What you should do
Quote the line containing "Expected behaviour: the pointer locates the forest" and all lines that follow it in the listing below, exactly as written.

Extracted data
--- begin ---

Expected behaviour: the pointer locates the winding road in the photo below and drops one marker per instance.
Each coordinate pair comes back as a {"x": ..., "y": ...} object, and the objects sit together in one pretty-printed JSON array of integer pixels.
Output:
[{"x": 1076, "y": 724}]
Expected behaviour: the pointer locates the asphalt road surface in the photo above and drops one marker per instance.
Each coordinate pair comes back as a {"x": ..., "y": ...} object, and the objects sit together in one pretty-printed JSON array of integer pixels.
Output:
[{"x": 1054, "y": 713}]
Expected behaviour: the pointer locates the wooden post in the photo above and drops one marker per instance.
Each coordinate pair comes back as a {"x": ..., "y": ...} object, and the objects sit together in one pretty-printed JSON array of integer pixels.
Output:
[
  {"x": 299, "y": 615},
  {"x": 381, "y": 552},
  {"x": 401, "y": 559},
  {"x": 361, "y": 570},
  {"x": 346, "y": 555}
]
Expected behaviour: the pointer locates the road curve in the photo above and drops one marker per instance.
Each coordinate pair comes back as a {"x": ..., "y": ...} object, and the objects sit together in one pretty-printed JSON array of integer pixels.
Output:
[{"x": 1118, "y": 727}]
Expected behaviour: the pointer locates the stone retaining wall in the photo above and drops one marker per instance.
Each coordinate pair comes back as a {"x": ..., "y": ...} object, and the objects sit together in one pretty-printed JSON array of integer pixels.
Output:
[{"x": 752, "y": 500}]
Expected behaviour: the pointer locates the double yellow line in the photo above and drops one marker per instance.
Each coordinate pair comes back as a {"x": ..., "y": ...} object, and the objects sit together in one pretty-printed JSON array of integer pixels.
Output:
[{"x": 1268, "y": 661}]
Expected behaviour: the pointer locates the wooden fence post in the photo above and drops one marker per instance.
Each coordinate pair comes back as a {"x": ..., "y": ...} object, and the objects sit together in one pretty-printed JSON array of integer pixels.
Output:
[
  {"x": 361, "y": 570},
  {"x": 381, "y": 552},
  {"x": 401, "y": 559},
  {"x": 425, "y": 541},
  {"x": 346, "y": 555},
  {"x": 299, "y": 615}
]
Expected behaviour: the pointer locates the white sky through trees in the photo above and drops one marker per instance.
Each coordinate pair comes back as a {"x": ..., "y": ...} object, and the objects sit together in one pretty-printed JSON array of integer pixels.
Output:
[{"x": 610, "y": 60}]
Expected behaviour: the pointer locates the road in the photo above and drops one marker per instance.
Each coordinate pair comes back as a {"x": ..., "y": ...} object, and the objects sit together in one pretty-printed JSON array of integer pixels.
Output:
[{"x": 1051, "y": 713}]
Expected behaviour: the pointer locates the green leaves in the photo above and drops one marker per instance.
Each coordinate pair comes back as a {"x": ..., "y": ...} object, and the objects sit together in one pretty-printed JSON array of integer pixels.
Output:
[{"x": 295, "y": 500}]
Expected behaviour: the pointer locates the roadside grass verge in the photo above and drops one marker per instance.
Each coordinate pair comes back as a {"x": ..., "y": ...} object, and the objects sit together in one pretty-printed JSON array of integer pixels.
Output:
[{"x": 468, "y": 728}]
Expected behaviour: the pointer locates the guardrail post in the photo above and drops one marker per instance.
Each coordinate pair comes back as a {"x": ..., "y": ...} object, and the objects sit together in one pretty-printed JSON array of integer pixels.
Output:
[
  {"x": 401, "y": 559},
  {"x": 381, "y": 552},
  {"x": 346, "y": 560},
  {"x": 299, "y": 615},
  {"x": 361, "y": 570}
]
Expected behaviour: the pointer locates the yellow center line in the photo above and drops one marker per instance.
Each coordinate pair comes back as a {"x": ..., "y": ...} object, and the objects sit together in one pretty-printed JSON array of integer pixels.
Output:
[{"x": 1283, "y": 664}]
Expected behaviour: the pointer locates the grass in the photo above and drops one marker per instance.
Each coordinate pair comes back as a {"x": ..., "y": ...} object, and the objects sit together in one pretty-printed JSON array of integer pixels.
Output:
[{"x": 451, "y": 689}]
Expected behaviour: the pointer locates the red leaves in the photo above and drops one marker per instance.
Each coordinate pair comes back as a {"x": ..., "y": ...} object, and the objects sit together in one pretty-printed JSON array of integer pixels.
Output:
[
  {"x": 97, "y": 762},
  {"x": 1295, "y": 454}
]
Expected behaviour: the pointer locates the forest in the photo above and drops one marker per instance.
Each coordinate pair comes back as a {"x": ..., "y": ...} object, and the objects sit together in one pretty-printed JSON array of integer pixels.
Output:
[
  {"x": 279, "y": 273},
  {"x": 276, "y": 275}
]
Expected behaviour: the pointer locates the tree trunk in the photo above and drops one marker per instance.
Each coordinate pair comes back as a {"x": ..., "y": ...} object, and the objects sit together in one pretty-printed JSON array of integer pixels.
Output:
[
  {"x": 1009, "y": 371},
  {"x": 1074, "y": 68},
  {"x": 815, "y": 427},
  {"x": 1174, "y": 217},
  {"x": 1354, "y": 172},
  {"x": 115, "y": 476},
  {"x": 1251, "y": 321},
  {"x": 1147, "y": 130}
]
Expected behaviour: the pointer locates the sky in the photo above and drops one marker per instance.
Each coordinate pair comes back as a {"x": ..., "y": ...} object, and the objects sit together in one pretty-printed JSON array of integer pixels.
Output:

--- end ---

Task response
Expected behaviour: the pointer locates the forest in the photo above and drops one marker per instance.
Each coordinate pair comes back as a {"x": ..., "y": ...} object, and the objects sit together in one pretty-printed JSON array of integer pixels.
Output:
[
  {"x": 279, "y": 273},
  {"x": 276, "y": 275}
]
Expected behaviour: the pointer locates the tree trunk in the photo above and drops one marker per instance.
Each coordinate pair comes back as a {"x": ..., "y": ...} object, and the objects sit together in one pretty-printed JSON array of integer pixels.
Output:
[
  {"x": 1009, "y": 371},
  {"x": 1074, "y": 68},
  {"x": 815, "y": 427},
  {"x": 1174, "y": 217},
  {"x": 1354, "y": 172},
  {"x": 115, "y": 476},
  {"x": 1251, "y": 321},
  {"x": 1147, "y": 130}
]
Expected behaviour: the pointer locates the sky in the photo above and drops one marker per instance.
Each coordinate pair comes back as a {"x": ..., "y": ...} object, and the objects sit together in one pretty-printed JSON array of integer pixels.
Output:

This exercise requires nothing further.